> _Problem 1_: Gather each line of the records below that contains the string "roman", treating uppercase and lowercase as distinct.

> _Document_:
^^^^^^^^
Description

lhm has built a chessboard of size $n \times m$. You, as White, will fight against Black. Black has only one king, and the king’s position will not move. lhm has an unlimited number of knights. Now you need to find the minimum number of knights required to checkmate the Black king. The checkmate standard is defined as: the Black king cannot move without being captured.

More formally: on an $n \times m$ board there is a king. You need to place as few knights as possible on the board such that for every position that the king can reach in exactly one step and is still inside the board, there exists at least one knight that can reach it in exactly one step.

Piece movements:

• The king can move one square each step in eight directions: up, down, left, right, up-left, up-right, down-left, down-right.
^^^^^^^^
> _Problem 2_: Resume the knight-checkmate problem statement above, starting right after its last sentence.

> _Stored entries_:
^^^^^^^^
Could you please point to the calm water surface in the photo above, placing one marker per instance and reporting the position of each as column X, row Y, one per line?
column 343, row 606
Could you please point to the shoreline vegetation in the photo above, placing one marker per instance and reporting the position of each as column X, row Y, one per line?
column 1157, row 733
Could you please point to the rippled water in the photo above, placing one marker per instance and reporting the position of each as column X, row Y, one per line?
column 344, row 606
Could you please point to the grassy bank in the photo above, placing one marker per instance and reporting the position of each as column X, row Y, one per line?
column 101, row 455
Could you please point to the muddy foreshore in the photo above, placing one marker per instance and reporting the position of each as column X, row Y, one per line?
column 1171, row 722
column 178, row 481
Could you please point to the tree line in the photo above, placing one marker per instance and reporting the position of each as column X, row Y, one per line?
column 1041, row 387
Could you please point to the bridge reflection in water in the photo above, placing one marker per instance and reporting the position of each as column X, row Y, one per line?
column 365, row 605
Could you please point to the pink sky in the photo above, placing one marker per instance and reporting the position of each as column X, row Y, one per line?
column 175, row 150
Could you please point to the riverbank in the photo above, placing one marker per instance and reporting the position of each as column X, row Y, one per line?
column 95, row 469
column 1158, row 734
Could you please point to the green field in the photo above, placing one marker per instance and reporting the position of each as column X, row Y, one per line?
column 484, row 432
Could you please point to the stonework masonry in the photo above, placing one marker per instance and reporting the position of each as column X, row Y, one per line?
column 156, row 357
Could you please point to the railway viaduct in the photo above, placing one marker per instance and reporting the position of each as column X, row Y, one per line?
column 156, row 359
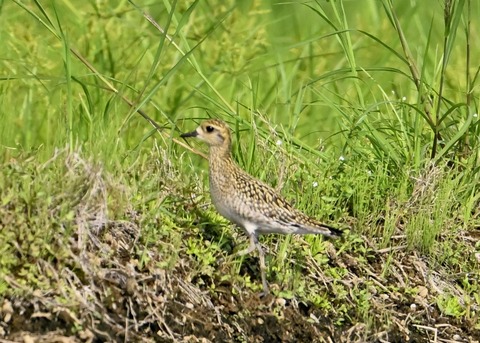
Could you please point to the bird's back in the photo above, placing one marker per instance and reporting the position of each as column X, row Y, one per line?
column 247, row 201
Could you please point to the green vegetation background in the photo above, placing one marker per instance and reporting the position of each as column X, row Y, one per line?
column 364, row 113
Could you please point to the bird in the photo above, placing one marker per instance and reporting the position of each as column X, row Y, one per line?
column 246, row 201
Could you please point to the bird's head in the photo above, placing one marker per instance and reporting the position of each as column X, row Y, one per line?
column 214, row 132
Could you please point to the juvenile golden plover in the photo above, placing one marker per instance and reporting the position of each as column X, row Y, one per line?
column 246, row 201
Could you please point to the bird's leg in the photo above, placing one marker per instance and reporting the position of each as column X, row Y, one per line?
column 255, row 244
column 261, row 256
column 251, row 247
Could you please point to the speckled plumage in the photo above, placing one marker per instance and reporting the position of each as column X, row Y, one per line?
column 246, row 201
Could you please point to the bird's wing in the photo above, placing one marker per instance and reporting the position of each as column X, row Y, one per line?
column 267, row 207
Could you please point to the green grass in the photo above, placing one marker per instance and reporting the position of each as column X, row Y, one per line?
column 363, row 113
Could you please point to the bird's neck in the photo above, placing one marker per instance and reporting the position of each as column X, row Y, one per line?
column 220, row 153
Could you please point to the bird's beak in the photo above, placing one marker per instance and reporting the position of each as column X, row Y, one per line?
column 189, row 134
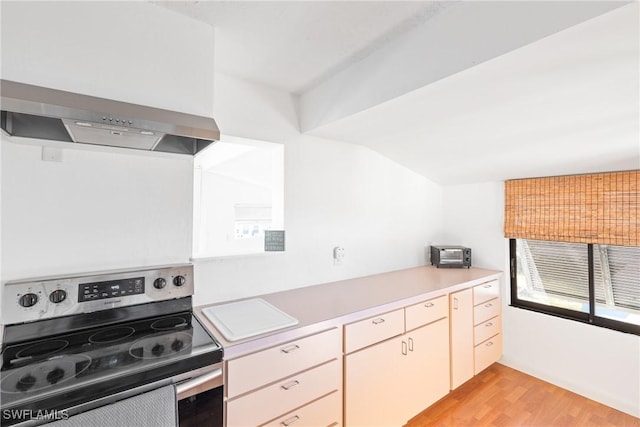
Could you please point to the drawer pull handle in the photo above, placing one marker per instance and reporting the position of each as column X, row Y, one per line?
column 290, row 348
column 290, row 421
column 290, row 385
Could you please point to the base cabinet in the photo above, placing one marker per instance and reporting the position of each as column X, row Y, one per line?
column 476, row 339
column 391, row 382
column 296, row 383
column 461, row 316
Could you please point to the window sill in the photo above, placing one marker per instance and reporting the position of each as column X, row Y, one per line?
column 234, row 256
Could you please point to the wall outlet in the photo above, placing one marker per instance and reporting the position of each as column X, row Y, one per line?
column 338, row 255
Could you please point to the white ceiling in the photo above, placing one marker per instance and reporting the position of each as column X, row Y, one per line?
column 567, row 103
column 293, row 45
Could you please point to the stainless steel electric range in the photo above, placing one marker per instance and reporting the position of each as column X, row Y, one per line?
column 74, row 344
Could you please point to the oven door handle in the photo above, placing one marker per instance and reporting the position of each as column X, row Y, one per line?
column 199, row 384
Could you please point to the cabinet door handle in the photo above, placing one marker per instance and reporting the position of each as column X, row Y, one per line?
column 290, row 421
column 290, row 385
column 290, row 348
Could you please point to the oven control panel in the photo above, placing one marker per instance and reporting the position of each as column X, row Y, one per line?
column 110, row 289
column 49, row 297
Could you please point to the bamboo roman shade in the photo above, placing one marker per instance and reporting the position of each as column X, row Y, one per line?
column 597, row 208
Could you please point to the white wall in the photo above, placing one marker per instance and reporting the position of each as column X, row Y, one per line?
column 100, row 207
column 93, row 210
column 130, row 51
column 598, row 363
column 335, row 194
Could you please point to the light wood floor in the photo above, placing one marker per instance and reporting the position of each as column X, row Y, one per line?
column 501, row 396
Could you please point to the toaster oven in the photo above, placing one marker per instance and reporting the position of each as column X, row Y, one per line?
column 450, row 256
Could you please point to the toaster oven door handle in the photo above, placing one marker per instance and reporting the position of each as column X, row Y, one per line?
column 199, row 384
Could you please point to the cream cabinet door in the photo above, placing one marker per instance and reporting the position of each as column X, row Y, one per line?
column 427, row 367
column 374, row 378
column 462, row 349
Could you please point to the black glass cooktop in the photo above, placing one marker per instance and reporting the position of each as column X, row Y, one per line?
column 69, row 369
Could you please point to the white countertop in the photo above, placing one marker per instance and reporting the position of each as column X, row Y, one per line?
column 321, row 307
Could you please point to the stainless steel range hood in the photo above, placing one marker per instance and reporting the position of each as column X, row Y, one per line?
column 43, row 113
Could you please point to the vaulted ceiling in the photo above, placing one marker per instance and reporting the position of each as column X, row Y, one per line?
column 458, row 91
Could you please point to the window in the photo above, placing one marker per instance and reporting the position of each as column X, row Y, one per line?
column 594, row 283
column 238, row 194
column 575, row 246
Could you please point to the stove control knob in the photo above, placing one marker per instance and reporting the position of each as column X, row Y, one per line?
column 28, row 300
column 57, row 296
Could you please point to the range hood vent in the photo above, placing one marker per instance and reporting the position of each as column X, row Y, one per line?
column 43, row 113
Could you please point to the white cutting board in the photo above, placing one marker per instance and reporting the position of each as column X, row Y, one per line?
column 244, row 319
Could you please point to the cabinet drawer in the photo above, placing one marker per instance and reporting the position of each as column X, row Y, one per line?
column 426, row 312
column 487, row 353
column 272, row 401
column 372, row 330
column 255, row 370
column 485, row 292
column 486, row 330
column 321, row 413
column 486, row 311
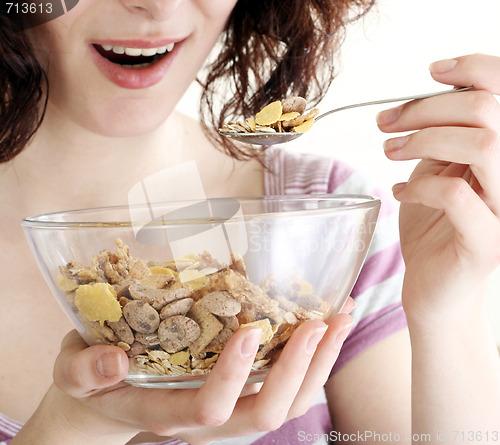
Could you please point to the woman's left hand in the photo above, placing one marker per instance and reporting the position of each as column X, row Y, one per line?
column 449, row 219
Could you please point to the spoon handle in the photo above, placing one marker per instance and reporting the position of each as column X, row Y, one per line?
column 398, row 99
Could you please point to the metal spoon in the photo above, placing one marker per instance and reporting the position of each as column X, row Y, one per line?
column 280, row 138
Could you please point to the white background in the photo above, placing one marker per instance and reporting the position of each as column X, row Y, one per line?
column 387, row 54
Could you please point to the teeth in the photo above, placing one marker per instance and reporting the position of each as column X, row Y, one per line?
column 135, row 52
column 135, row 67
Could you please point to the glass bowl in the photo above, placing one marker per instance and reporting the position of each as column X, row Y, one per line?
column 171, row 282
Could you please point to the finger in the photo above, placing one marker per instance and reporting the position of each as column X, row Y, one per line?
column 478, row 70
column 272, row 405
column 81, row 370
column 321, row 365
column 227, row 380
column 479, row 148
column 349, row 305
column 466, row 211
column 475, row 108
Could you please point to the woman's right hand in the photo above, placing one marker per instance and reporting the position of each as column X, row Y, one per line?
column 90, row 398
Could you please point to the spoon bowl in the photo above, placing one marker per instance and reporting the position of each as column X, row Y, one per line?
column 261, row 138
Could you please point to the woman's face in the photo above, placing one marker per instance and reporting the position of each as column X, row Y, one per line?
column 118, row 67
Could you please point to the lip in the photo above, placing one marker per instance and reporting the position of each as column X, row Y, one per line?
column 135, row 78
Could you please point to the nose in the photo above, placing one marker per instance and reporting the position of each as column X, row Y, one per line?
column 156, row 10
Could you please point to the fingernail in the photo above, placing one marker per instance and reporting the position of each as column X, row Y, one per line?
column 342, row 335
column 395, row 144
column 109, row 364
column 396, row 188
column 389, row 116
column 443, row 66
column 314, row 339
column 251, row 342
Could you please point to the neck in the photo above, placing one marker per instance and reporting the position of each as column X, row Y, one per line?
column 67, row 168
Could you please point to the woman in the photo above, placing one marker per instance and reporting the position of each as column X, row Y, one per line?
^^^^^^^^
> _Answer 1_:
Could you please point to the bamboo roman shade in the photo above, placing one marker per instance and reporting the position of each as column X, row Y, one per line?

> _Answer 2_:
• The knight moves the same as in standard chess: each move is an L-shape (i.e., the diagonal of a $2 \times 3$ rectangle; see the sample). Note that there is no “blocked knight” rule: as long as it does not leave the board and follows the L-shape, there are no other restrictions.

lhm is not good at this, so he asks smart you to help him complete this task.

Input Format

This problem contains multiple test cases.

The first line contains an integer $T$, the number of test cases.

For each test case, one line contains four integers $n, m, x, y$, representing the board size and the coordinates of the Black king.

Output Format

Output $T$ lines in total. Each line contains one integer, the minimum number of knights needed.

1
8 8 1 1

2

2
10 9 1 9
999 999 999 2

2
3

Hint

[Sample 1 Explanation]

On a board like the one above, $\text{K}$ represents the Black king, $\text{N}$ represents a White knight, and $\color{red}{\times}$ represents squares that a knight can reach (among them, the $\text{N}$ at $(3,3)$ blocks $(1,2)$ and $(2,1)$, and the $\text{N}$ at $(1,4)$ blocks $(2,2)$). As shown above, $\text{K}$ has already been completely trapped, so two knights are enough. It can be proven that two knights is the minimum.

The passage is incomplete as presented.